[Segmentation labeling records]
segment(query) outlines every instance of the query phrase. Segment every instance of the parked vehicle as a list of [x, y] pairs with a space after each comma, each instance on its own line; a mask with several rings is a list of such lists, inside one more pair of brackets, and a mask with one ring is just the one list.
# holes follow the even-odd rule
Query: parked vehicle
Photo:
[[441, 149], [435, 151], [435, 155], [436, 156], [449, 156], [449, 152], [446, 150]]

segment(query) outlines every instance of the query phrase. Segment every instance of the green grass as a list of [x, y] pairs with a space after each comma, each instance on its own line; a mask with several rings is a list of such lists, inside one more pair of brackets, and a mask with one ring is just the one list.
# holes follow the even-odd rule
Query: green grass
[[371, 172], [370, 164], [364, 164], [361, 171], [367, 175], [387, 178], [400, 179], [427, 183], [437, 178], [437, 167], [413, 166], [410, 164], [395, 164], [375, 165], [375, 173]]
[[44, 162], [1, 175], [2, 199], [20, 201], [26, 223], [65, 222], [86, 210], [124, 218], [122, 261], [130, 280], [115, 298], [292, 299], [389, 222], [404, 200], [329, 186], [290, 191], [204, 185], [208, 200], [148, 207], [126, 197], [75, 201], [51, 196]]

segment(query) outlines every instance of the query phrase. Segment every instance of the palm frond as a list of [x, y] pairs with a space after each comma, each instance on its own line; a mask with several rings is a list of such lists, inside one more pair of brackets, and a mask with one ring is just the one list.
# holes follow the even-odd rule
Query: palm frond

## Set exercise
Please rewrite the records from the line containing "of the green" through the end of the records, keeping every line, requests included. In the outlines, multiply each x and y coordinate by 1.05 and round it to a whole number, rounding halves up.

## Answer for the task
segment(query) outlines every instance of the query phrase. Segment every instance of the green grass as a list of [x, y] pairs with a space after each comma, each instance on its own line; a mask with several rings is a list of such lists, inside one more pair of brackets, and a mask with one ring is just the one list.
# holes follow the even-odd rule
Query: green grass
[[390, 181], [389, 172], [382, 172], [379, 180], [385, 184], [406, 187], [420, 188], [448, 192], [459, 187], [459, 175], [434, 174], [431, 172], [415, 172], [394, 173], [394, 182]]
[[46, 170], [1, 184], [2, 209], [21, 211], [27, 234], [68, 233], [90, 221], [130, 229], [128, 274], [137, 294], [121, 313], [307, 314], [408, 233], [424, 210], [345, 195], [305, 201], [214, 194], [218, 210], [155, 217], [132, 207], [79, 211], [54, 206]]

segment(query) outlines every instance of the query phrase. Segment every instance of the palm frond as a list of [x, y] pairs with a space after each comma, each instance on its own line; a mask with several rings is a list of such lists, inside one more pair of brackets, and a mask with one ring is just the one list.
# holes follow the even-odd rule
Query: palm frond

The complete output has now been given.